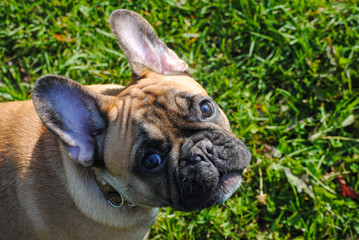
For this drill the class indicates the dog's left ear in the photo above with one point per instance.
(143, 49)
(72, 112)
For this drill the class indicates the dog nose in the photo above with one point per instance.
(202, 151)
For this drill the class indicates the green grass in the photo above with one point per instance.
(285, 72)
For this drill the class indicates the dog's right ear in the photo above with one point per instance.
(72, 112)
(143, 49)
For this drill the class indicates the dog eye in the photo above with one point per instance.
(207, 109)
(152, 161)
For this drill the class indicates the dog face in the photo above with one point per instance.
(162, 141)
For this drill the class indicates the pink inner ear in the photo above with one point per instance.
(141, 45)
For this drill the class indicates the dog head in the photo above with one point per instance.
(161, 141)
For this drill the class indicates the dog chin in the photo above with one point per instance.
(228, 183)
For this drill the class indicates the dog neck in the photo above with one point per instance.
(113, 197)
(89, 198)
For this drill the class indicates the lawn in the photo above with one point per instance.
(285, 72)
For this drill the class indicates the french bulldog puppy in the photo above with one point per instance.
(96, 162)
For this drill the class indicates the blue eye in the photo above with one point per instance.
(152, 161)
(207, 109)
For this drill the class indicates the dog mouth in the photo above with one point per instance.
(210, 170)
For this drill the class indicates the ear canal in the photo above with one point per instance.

WHAT TO DO. Every line of the data is to be transcribed exactly, and no picture is to be included.

FINISHED TASK.
For this drill the class indicates the dog's left ear in the photo above with one point per instance.
(143, 49)
(72, 112)
For this drill the class indicates the dog nose in the photo above with one point per instance.
(202, 151)
For this drill the class indicates the green grass in the photo above with one point per instance.
(285, 72)
For this drill the class indicates the dog's right ear in the photo above with one point per instance.
(72, 112)
(143, 49)
For this drill the class indicates the dog eye in the photo above with one point per instance.
(207, 109)
(152, 161)
For this drill the class indicates the dog face in the photo above with one point per instance.
(162, 141)
For this drill the class indicates the pink inner ear in the photo above with one point per instance.
(141, 45)
For this drill the class indicates the dog head in the photo above with one point per instance.
(161, 141)
For this drill the class indicates the dog chin in the photo above with one point per instance.
(228, 183)
For this drill the class indicates the dog neck in the photo above with one point per instance.
(113, 197)
(89, 198)
For this drill the class indicates the lawn in the photo above with one point per instance.
(285, 72)
For this drill the class indicates the french bulldog puppy in the photo above with one point per instance.
(96, 162)
For this drill the class indicates the blue eye in the photo above with one point per instance.
(152, 161)
(207, 109)
For this drill the class indicates the dog mouth in the photo above with one point per instance.
(210, 170)
For this drill the class indicates the ear canal in the photo above with one point per instance.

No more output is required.